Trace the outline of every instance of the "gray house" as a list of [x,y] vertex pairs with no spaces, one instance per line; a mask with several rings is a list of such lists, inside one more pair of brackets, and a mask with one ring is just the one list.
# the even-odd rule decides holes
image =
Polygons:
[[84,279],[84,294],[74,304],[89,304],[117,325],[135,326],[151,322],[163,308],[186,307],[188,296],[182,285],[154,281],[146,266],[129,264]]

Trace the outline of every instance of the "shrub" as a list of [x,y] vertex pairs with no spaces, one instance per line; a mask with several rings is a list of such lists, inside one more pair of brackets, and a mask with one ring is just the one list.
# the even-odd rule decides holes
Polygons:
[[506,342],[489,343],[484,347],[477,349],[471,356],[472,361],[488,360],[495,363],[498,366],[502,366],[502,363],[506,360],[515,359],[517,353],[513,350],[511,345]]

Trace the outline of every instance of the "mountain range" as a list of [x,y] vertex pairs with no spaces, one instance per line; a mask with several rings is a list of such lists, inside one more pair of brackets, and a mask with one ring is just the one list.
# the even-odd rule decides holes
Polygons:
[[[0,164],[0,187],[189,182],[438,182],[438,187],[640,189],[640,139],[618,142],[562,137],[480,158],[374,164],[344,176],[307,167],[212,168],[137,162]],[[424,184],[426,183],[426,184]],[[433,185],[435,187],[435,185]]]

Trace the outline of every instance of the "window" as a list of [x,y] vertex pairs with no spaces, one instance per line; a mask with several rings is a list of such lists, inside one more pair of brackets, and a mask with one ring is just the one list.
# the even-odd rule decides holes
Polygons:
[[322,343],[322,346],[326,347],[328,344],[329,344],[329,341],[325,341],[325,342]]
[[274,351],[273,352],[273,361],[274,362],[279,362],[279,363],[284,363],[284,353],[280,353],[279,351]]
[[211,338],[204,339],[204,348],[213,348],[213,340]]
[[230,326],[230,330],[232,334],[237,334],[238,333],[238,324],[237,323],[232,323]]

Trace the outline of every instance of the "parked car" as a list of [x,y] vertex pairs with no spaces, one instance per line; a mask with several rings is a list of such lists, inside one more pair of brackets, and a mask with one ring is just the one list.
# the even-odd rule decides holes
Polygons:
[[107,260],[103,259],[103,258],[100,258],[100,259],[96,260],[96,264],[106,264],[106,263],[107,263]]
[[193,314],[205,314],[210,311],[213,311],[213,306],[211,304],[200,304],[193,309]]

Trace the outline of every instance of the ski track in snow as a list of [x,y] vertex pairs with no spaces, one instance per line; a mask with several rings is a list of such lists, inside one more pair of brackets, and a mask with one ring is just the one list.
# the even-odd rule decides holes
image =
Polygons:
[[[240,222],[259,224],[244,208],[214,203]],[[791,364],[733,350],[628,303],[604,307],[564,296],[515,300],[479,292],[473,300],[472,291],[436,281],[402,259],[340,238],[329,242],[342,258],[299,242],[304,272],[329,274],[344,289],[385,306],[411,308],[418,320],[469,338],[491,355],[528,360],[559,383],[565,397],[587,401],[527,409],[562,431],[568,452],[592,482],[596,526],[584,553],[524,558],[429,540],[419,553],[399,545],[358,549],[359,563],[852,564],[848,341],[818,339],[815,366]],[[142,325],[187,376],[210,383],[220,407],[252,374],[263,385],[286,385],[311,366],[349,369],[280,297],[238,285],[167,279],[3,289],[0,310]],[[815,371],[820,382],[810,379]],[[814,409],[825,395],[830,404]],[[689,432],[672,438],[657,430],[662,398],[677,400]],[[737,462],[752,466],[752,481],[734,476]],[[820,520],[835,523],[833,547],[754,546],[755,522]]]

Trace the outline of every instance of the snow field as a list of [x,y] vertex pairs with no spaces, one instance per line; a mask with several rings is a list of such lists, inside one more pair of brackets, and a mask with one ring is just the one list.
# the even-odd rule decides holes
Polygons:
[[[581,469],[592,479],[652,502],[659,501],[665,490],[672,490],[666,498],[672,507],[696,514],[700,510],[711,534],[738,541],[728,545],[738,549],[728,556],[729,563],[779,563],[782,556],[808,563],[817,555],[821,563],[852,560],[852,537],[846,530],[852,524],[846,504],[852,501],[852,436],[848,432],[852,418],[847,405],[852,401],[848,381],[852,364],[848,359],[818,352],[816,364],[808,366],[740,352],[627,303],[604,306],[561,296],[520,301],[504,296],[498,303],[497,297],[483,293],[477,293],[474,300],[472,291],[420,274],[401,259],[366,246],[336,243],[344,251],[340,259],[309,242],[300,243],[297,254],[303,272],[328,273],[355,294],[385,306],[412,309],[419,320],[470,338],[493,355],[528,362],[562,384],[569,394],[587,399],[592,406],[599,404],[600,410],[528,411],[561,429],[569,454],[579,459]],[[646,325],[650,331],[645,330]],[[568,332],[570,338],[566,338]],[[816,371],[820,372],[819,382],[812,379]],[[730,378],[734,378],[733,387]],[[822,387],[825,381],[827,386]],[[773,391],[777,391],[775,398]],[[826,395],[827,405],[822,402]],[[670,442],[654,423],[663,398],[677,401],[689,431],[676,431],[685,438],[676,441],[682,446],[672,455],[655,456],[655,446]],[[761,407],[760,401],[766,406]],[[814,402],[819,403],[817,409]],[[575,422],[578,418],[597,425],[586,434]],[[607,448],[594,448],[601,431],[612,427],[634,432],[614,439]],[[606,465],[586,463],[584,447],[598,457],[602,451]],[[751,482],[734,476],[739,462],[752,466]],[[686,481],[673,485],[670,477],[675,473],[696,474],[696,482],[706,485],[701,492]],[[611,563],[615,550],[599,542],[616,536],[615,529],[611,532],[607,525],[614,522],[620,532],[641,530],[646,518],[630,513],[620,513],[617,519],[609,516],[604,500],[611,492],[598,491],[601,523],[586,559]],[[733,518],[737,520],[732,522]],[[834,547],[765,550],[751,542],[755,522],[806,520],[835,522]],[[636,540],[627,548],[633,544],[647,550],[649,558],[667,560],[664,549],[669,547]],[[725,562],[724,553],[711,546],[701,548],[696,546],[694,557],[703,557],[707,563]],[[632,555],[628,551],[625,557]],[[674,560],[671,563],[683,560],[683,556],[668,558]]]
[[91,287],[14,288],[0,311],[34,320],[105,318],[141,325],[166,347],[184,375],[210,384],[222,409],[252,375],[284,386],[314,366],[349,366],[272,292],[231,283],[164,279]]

□ □ □ □ □

• [Exercise description]: The complete listing is to be repeated word for word.

• [The answer]:
Trace the outline of every instance of the "gray house" as a list of [x,y] vertex pairs with no spaces, one instance per line; a mask with several rings is a list of such lists, inside one more pair of brackets, and a mask with one ring is just the one list.
# the even-odd rule decides holes
image =
Polygons:
[[84,279],[84,294],[74,304],[89,304],[117,325],[135,326],[151,322],[163,308],[186,307],[188,296],[182,285],[154,281],[146,266],[129,264]]

Trace the outline of every instance of the "shrub" as a list of [x,y] vertex pairs with no spaces, one instance per line; a mask with several rings is a list of such lists, inside one more pair of brackets, and a mask with one ring is just the one list.
# the even-odd rule decides holes
Polygons:
[[506,342],[489,343],[484,347],[477,349],[471,356],[472,361],[488,360],[495,363],[498,366],[502,366],[502,363],[506,360],[515,359],[517,353],[513,350],[511,345]]

Trace the outline of every instance of the "mountain range" as a list of [x,y] vertex pairs with no spaces, one instance per line; a mask with several rings is a list of such lists, inside one more pair of brackets, and a mask with one ring is just the one list.
# the even-odd rule decides holes
Polygons:
[[[0,164],[0,187],[189,182],[438,182],[438,187],[640,189],[640,139],[618,142],[562,137],[480,158],[374,164],[344,176],[307,167],[212,168],[137,162]],[[424,184],[426,183],[426,184]],[[433,185],[435,187],[435,185]]]

Trace the outline of every instance of the "window" as a list of [x,y] vertex pairs with no spaces, one instance per line; a mask with several rings is a list of such lists, inside one more pair of brackets, and a mask with one ring is just the one list.
# the even-odd rule decides holes
Polygons:
[[322,343],[322,346],[326,347],[328,344],[329,344],[329,341],[325,341],[325,342]]
[[274,351],[273,352],[273,361],[274,362],[279,362],[279,363],[284,363],[284,353],[280,353],[279,351]]
[[211,338],[204,339],[204,348],[213,348],[213,340]]
[[230,326],[230,330],[232,334],[237,334],[238,333],[238,324],[237,323],[232,323]]

Trace the outline of every instance of the "parked car" as a list of [x,y] vertex pairs with no spaces, one instance per line; a mask with several rings is a list of such lists, inside one more pair of brackets, and a mask with one ring is just the one list.
# the even-odd rule decides holes
Polygons:
[[107,260],[103,259],[103,258],[100,258],[100,259],[96,260],[96,264],[106,264],[106,263],[107,263]]
[[193,314],[205,314],[210,311],[213,311],[213,306],[211,304],[200,304],[193,309]]

Trace the outline of every instance of the ski track in snow as a list of [x,y] vertex pairs with no spaces, one instance per line; a mask with several rings is a list of such lists, inside one more pair of brackets, and a mask with one ring is just the one list.
# the even-odd rule decides holes
image =
Polygons:
[[[240,222],[259,224],[244,208],[214,203]],[[791,364],[733,350],[628,303],[604,307],[564,296],[515,300],[479,292],[473,300],[472,291],[436,281],[402,259],[340,238],[329,242],[342,258],[299,242],[304,272],[329,274],[344,289],[385,306],[411,308],[418,320],[469,338],[491,355],[528,360],[559,383],[565,397],[587,401],[527,409],[562,431],[568,452],[592,482],[596,526],[584,553],[524,558],[429,540],[419,553],[399,545],[358,549],[359,563],[852,564],[848,341],[818,339],[815,366]],[[142,325],[187,376],[210,383],[220,407],[252,374],[263,385],[286,385],[311,366],[349,369],[280,297],[238,285],[167,279],[3,289],[0,310]],[[815,371],[820,382],[810,379]],[[814,409],[825,395],[830,404]],[[689,432],[672,438],[657,430],[662,398],[677,400]],[[737,462],[752,466],[752,481],[734,476]],[[820,520],[835,523],[833,547],[754,546],[755,522]]]

Trace the outline of every instance of the snow field as a list of [x,y] vertex pairs with no spaces, one instance per line; a mask with several rings is a list of such lists, inside one more pair of brackets, and a mask with one ring is just the one list.
# the even-odd rule decides holes
Polygons:
[[[581,469],[592,479],[652,502],[659,501],[665,490],[672,490],[666,498],[672,507],[696,514],[700,510],[711,534],[738,541],[728,545],[738,549],[728,556],[729,563],[779,563],[782,556],[808,563],[817,555],[821,563],[852,560],[852,537],[846,530],[852,524],[846,504],[852,501],[852,436],[848,432],[852,418],[847,405],[852,401],[848,381],[852,364],[848,359],[818,352],[816,364],[808,366],[740,352],[627,303],[604,306],[561,296],[520,301],[504,296],[498,303],[497,297],[483,293],[477,293],[474,300],[472,291],[420,274],[401,259],[366,246],[336,243],[344,251],[340,259],[309,242],[300,243],[297,254],[303,272],[328,273],[355,294],[385,306],[412,309],[419,320],[470,338],[493,355],[528,362],[562,384],[569,394],[587,399],[592,406],[599,404],[600,410],[528,411],[561,429],[569,454],[579,459]],[[646,325],[650,331],[645,330]],[[568,332],[570,338],[566,338]],[[816,371],[820,372],[819,382],[812,379]],[[730,378],[734,378],[733,387]],[[822,387],[825,381],[827,386]],[[773,391],[777,391],[775,398]],[[826,395],[827,405],[822,402]],[[670,442],[654,423],[663,398],[677,401],[689,431],[676,431],[685,438],[676,441],[682,446],[672,455],[655,456],[655,446]],[[761,407],[760,401],[766,406]],[[814,402],[819,403],[817,409]],[[575,422],[578,418],[597,425],[586,434]],[[607,448],[594,448],[601,431],[612,427],[634,432],[614,439]],[[606,465],[586,463],[584,447],[598,457],[602,451]],[[751,482],[734,476],[739,462],[752,466]],[[686,481],[673,485],[670,477],[675,473],[696,474],[696,482],[706,485],[701,492]],[[611,563],[615,550],[599,542],[616,536],[615,529],[611,532],[607,525],[614,522],[620,532],[641,530],[646,518],[630,513],[620,513],[617,519],[609,516],[604,500],[611,492],[598,491],[601,523],[586,559]],[[733,518],[737,520],[732,522]],[[834,547],[765,550],[751,542],[755,522],[806,520],[835,522]],[[636,540],[627,548],[633,544],[647,550],[649,558],[667,560],[664,549],[669,547]],[[725,562],[724,553],[711,546],[701,548],[696,546],[694,557],[703,557],[707,563]],[[632,555],[628,551],[625,557]],[[674,560],[671,563],[683,560],[683,556],[668,558]]]
[[91,287],[14,288],[0,311],[34,320],[105,318],[141,325],[166,347],[184,375],[210,384],[222,409],[252,375],[284,386],[314,366],[349,366],[272,292],[231,283],[164,279]]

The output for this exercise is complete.